▶ What you should do
Among the entries below, how many lines hold "wall"? Reply with the number only.

[Exercise inputs — start]

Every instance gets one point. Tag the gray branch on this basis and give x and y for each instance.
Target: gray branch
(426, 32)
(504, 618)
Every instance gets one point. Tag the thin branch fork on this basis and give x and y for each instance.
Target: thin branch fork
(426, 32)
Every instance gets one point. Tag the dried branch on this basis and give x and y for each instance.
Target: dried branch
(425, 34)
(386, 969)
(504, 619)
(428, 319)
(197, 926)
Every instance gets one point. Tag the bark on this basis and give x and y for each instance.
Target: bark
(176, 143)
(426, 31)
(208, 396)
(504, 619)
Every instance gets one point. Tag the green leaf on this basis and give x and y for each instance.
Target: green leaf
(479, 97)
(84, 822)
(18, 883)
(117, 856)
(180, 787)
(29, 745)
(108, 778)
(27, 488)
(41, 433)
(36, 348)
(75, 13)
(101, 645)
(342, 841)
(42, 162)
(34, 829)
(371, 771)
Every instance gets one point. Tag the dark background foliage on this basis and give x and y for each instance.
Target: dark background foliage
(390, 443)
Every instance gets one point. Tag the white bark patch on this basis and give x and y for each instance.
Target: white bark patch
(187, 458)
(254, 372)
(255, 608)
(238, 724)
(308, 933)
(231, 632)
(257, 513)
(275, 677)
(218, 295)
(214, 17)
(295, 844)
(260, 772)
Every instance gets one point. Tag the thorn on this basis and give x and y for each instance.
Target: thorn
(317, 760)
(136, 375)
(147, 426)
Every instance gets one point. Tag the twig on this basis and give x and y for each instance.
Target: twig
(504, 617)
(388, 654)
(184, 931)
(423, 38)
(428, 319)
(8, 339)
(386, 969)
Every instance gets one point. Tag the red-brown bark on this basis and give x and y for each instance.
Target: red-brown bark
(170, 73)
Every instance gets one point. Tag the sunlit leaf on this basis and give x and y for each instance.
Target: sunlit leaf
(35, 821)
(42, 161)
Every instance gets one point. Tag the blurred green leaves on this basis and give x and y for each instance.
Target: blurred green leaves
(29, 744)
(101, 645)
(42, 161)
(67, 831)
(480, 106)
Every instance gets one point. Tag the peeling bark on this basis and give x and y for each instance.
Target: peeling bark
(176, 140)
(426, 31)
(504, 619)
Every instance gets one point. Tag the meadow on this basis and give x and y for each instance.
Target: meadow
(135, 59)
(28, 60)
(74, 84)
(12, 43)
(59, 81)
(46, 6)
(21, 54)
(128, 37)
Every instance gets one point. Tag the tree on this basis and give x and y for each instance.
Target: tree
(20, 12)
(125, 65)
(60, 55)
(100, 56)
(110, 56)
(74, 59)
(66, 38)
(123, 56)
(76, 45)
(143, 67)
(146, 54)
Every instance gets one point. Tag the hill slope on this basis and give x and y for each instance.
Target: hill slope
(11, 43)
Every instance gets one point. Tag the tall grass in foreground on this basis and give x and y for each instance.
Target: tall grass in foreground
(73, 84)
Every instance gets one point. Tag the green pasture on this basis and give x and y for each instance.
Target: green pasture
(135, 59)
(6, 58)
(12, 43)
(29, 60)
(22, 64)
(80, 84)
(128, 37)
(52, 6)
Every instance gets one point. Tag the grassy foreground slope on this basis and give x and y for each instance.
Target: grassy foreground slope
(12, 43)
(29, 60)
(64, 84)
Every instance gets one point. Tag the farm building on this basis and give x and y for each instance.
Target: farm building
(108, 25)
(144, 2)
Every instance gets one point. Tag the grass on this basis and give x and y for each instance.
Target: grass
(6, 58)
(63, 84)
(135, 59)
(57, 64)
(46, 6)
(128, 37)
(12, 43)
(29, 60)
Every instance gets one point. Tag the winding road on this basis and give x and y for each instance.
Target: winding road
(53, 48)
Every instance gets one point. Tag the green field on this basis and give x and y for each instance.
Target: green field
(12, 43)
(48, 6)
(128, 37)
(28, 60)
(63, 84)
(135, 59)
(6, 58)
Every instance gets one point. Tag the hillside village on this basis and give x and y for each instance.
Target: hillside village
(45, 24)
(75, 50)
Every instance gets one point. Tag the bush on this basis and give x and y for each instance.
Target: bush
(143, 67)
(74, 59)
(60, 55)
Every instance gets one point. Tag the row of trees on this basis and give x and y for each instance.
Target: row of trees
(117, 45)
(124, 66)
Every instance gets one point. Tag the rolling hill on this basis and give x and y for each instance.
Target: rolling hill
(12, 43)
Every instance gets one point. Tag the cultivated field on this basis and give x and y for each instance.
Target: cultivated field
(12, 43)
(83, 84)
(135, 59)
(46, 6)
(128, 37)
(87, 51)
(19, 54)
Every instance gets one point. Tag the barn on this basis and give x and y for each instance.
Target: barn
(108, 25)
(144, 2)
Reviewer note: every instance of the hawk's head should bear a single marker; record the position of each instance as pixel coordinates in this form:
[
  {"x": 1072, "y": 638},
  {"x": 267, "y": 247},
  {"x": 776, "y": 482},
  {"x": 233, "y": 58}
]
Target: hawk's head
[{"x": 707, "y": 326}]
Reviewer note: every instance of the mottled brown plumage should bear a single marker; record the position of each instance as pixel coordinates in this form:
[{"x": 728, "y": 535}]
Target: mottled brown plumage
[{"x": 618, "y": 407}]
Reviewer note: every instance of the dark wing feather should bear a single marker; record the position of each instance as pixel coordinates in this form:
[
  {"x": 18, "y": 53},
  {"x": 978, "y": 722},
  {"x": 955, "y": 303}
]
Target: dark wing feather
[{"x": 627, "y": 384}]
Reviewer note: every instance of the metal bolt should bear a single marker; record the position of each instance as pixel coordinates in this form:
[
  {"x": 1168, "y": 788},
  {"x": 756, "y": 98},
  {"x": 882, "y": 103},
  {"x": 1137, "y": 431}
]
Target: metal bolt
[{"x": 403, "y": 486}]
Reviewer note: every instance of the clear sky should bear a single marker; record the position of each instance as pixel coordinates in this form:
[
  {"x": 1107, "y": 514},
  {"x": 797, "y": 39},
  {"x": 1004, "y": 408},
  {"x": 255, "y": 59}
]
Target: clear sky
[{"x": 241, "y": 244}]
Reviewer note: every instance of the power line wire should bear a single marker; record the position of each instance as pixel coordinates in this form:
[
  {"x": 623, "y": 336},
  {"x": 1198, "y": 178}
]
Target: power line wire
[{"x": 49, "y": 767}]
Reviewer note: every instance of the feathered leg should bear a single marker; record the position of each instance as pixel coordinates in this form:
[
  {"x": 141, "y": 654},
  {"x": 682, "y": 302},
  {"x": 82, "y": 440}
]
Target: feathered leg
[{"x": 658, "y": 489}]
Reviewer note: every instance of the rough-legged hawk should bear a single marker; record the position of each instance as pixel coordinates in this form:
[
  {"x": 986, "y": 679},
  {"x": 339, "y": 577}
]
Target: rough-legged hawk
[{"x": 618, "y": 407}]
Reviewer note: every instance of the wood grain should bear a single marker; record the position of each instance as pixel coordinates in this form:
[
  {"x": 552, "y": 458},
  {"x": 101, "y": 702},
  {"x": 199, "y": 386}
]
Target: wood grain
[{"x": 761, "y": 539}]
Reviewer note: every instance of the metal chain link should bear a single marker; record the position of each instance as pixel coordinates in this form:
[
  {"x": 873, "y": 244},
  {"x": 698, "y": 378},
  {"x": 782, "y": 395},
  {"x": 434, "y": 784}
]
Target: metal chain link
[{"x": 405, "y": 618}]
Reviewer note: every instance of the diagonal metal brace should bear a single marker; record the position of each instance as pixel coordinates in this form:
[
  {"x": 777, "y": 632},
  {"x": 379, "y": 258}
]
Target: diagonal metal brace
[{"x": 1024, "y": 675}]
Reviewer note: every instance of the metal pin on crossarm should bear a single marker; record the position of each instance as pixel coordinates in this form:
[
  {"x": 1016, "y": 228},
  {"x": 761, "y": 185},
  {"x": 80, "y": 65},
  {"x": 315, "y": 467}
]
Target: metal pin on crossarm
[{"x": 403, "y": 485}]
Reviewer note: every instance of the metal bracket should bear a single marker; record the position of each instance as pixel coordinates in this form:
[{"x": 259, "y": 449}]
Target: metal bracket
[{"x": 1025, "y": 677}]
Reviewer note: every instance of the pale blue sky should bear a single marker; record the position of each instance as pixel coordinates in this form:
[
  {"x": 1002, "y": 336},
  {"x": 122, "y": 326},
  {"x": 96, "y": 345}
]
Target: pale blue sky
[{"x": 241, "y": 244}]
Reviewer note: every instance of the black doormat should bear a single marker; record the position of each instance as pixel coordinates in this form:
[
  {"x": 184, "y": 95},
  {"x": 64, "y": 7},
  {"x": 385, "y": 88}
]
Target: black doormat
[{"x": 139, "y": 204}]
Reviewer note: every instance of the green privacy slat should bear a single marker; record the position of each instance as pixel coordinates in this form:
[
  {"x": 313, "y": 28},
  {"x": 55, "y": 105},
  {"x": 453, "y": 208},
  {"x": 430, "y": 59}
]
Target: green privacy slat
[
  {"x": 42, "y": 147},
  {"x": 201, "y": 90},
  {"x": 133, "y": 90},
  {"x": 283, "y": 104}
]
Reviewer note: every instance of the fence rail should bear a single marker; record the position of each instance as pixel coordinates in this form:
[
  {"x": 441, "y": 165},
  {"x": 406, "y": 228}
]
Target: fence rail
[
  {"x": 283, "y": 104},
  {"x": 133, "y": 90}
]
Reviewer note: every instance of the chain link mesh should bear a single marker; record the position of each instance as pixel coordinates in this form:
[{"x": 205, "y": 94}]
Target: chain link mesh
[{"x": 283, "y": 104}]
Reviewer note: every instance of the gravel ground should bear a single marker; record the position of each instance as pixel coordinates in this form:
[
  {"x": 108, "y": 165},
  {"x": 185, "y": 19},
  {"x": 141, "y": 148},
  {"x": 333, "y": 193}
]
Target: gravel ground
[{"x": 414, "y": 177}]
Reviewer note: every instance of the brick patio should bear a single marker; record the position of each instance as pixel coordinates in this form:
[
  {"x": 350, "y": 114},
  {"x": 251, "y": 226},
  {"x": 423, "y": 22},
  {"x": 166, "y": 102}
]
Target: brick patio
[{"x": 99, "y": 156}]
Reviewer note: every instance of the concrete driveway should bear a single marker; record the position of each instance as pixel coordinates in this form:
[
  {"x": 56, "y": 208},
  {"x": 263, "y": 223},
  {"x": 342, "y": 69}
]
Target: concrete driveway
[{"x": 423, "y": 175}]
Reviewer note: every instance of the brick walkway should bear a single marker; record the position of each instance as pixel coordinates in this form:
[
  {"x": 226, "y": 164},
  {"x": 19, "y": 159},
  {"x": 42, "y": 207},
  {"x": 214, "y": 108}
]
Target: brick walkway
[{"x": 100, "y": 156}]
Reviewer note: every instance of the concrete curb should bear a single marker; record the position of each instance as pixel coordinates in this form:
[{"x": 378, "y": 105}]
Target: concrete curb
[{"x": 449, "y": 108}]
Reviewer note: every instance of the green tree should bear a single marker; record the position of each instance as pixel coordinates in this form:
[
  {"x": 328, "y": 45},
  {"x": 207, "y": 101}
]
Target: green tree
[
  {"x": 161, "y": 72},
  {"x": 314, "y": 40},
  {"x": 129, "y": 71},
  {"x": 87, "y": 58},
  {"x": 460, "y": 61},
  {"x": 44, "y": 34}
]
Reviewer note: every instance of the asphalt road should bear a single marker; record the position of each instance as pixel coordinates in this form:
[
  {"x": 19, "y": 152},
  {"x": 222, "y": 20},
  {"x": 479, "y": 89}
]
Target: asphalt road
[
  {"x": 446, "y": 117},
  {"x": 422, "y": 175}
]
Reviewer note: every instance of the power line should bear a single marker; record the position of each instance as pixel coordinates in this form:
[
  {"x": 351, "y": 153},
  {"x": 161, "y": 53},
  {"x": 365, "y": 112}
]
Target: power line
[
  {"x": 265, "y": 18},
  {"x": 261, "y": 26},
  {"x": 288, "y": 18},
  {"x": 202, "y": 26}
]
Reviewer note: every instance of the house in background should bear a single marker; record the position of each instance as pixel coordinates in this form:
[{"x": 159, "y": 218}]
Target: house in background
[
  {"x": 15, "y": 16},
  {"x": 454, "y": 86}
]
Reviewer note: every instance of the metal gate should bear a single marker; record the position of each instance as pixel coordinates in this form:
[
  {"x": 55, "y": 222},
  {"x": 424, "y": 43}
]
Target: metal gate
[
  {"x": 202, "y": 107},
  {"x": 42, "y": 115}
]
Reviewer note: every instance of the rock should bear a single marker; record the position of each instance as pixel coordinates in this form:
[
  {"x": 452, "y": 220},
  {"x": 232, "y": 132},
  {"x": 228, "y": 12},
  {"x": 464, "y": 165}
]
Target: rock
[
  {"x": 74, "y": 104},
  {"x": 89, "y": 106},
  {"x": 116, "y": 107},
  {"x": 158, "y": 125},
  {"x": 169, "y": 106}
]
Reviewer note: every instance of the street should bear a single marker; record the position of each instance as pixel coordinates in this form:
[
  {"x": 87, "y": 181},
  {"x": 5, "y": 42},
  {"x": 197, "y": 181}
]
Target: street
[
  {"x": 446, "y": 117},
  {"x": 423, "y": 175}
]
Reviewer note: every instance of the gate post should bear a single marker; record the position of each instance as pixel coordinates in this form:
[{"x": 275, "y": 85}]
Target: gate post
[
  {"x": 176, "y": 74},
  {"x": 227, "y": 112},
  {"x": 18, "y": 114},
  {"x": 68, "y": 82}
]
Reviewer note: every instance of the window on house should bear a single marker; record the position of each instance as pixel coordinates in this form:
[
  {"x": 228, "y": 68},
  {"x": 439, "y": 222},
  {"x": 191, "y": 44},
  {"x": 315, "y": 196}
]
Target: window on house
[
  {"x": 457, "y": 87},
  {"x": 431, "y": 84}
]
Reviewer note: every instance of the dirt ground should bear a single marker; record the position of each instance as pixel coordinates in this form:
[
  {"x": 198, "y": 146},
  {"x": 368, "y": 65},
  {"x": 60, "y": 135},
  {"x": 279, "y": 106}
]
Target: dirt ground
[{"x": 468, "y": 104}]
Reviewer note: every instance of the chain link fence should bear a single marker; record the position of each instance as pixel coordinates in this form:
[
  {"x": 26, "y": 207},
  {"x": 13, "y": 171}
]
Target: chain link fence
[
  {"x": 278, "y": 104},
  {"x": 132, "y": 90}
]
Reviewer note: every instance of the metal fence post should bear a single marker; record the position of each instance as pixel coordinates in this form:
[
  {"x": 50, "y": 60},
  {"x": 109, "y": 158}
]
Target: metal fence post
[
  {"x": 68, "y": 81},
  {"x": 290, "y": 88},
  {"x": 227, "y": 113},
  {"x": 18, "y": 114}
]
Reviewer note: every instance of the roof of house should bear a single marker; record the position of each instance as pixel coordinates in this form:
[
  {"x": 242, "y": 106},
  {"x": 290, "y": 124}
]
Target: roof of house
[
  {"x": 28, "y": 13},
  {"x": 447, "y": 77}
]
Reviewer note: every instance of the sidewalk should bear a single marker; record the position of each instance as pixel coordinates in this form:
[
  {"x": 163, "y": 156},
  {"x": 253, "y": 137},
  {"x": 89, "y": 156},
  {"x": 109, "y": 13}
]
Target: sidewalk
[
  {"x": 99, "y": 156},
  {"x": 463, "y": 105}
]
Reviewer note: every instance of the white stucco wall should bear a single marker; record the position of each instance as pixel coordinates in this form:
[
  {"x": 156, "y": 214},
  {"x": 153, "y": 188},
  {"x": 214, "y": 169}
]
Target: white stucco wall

[Exercise inputs — finish]

▶ Answer to this exercise
2